*Task item*
Every line below that has the string "side" needs to be copied.

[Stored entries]
[Start of Attachment]

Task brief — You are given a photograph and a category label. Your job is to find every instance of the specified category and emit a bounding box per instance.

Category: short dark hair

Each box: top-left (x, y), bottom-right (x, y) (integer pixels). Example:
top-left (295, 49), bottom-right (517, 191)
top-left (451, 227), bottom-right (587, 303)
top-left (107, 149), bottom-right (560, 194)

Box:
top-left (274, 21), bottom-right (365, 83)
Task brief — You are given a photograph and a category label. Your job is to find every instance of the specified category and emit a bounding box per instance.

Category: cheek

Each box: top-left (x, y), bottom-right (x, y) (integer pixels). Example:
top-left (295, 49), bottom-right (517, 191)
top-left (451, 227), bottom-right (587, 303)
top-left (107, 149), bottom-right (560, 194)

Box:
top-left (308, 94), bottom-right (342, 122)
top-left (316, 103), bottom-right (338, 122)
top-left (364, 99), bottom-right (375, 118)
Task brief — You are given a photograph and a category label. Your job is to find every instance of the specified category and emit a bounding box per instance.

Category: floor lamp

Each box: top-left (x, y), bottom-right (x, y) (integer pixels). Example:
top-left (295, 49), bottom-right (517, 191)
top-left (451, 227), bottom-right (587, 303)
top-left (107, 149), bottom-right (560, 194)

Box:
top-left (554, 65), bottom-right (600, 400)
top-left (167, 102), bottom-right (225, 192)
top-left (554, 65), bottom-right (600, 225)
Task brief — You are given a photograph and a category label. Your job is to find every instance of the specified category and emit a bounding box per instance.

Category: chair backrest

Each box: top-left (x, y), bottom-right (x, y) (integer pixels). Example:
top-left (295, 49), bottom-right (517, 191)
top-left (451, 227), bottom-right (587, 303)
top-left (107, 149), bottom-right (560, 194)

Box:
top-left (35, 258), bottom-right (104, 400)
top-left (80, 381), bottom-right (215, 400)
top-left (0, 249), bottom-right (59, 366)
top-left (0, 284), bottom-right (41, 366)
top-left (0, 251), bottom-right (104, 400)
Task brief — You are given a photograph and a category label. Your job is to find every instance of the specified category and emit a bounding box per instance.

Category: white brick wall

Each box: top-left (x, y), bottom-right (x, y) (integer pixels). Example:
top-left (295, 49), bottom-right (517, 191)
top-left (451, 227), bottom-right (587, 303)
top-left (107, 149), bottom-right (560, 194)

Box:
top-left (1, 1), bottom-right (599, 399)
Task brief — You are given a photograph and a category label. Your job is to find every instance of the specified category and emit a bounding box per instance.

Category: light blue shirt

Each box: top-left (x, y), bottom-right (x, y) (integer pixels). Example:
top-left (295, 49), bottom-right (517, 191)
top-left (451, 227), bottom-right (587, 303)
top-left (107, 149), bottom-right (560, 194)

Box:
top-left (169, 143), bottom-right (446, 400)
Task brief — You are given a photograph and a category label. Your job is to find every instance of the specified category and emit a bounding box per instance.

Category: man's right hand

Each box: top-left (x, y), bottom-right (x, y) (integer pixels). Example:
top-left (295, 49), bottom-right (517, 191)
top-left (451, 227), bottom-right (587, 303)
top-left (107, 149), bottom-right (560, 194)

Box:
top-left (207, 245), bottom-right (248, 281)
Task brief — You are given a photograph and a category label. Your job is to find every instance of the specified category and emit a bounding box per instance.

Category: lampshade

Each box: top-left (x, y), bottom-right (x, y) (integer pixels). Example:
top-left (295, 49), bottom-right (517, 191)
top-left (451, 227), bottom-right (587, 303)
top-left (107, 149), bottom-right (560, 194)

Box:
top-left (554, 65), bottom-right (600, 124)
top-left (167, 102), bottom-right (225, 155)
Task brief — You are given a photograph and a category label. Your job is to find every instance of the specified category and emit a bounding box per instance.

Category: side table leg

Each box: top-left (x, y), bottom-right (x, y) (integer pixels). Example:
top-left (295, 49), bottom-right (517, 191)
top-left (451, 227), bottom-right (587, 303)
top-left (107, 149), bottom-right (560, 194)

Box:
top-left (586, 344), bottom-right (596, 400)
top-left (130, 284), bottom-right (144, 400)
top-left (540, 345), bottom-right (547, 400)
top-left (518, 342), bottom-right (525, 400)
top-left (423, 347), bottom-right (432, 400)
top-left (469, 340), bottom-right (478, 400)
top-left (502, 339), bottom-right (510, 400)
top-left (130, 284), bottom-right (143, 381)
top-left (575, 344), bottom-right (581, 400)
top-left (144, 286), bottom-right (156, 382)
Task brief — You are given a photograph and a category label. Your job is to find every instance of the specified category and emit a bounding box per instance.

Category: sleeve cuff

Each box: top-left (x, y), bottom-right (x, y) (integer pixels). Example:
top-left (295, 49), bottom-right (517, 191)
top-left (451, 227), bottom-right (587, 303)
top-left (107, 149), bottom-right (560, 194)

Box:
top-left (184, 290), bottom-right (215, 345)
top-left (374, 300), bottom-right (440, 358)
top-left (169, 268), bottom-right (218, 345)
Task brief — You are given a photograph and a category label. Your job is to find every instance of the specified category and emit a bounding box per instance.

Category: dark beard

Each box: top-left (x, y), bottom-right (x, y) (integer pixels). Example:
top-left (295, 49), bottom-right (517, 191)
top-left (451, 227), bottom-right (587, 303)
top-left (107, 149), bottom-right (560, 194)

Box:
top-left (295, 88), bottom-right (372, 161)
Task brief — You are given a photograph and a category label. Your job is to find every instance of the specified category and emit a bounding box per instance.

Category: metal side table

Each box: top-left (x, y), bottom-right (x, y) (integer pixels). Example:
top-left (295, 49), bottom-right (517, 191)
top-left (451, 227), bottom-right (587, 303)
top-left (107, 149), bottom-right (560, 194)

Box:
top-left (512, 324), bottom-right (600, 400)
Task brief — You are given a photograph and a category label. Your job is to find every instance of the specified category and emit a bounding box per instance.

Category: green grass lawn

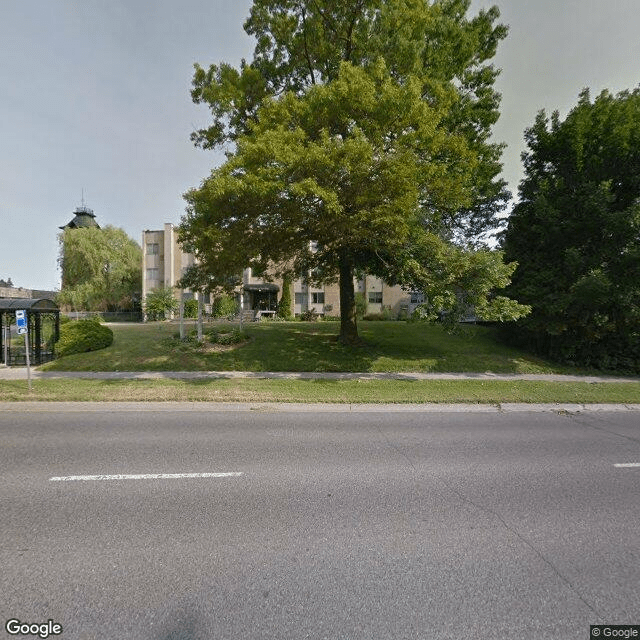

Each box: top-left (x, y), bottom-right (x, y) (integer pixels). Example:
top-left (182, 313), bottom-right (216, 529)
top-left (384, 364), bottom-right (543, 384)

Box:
top-left (13, 320), bottom-right (636, 404)
top-left (40, 320), bottom-right (597, 375)
top-left (2, 378), bottom-right (640, 404)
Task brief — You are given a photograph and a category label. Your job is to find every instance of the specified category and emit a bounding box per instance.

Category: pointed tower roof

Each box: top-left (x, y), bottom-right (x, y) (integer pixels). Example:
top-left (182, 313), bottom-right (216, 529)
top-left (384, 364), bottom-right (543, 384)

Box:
top-left (59, 205), bottom-right (101, 230)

[End of Attachment]

*Solution*
Category: side table leg
Category: metal side table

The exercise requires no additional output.